[start]

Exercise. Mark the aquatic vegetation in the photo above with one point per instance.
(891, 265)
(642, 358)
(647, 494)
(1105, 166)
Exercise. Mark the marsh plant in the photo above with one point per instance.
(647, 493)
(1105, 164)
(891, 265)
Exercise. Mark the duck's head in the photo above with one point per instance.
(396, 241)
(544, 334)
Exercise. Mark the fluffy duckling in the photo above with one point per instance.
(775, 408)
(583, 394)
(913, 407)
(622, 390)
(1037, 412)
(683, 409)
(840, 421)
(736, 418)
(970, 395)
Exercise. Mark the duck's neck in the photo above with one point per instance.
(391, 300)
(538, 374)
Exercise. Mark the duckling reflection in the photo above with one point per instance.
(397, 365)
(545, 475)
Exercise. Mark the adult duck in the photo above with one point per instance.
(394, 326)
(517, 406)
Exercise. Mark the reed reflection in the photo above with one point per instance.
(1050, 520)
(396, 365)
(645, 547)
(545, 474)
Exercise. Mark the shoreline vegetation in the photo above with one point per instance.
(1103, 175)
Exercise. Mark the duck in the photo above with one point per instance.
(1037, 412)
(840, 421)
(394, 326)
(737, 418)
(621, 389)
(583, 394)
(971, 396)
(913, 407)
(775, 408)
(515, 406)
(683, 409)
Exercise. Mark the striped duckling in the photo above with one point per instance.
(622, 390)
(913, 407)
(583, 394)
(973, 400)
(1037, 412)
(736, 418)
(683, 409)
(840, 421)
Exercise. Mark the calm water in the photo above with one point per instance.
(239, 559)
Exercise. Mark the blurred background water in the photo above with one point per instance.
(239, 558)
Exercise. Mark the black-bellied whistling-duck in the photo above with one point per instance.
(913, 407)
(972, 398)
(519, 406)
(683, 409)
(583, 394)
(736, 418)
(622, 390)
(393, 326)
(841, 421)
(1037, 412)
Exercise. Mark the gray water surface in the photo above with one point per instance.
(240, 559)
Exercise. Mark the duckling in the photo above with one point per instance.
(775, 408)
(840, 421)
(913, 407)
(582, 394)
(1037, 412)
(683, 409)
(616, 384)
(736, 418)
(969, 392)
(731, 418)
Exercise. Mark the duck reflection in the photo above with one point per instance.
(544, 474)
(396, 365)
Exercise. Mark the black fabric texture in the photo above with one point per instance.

[end]

Rewrite every line from the one containing "Exercise. Mark the duck's neck" through the last line of the entries, both ends included. Keep the requests unchanged, multiply each coordinate in the answers by 1.75 and round it to a whole number, with halves rounded up, and give only those lines.

Exercise. Mark the duck's neck in the photo above with one point per instance.
(684, 525)
(942, 655)
Exercise. Mark the duckling reflection in the photo above with one point per instance.
(695, 639)
(954, 831)
Exercise. Mark the adult duck in the photo above with one point per instance.
(690, 571)
(905, 711)
Exercise. Mark the reed reflection in the photo above with one point per instance.
(1838, 910)
(693, 639)
(1129, 957)
(954, 830)
Exercise. Mark the shoreline vegetation in the photo above with one point per instance.
(1930, 306)
Exercise. Mark the duck in the photo above with one point per instance.
(1815, 721)
(1470, 737)
(690, 571)
(1290, 732)
(1087, 681)
(1020, 690)
(1699, 693)
(1598, 712)
(1356, 714)
(901, 711)
(1195, 716)
Exercise. Mark the striped duckling in the photo above with one point per instance.
(1089, 683)
(1598, 712)
(1020, 690)
(1703, 700)
(1815, 721)
(1288, 732)
(1195, 716)
(1470, 737)
Exercise. Mark the calm water in the photo above with one point per instance.
(418, 978)
Exercise. Mark the blurred background water in the photo above with one point per instance.
(418, 977)
Exercise. Mark the black-bellied whistling-duck in the photo above with one point per instance.
(1598, 712)
(1701, 697)
(908, 711)
(1195, 716)
(1020, 690)
(1288, 732)
(1089, 683)
(688, 571)
(1472, 737)
(1815, 721)
Exercise. Mark the gray water surface in the photo above with one point per instance.
(420, 978)
Exercise. Mark the duckling in the photo above with one point per instance.
(1356, 714)
(1470, 737)
(1598, 712)
(1019, 690)
(1815, 721)
(1195, 716)
(1078, 672)
(1288, 732)
(1696, 686)
(1279, 732)
Exercise. Mark the duck reflection in the photo above with one point per instance.
(952, 830)
(693, 639)
Exercise. Mark the black fabric texture in the photo above with one point per instance.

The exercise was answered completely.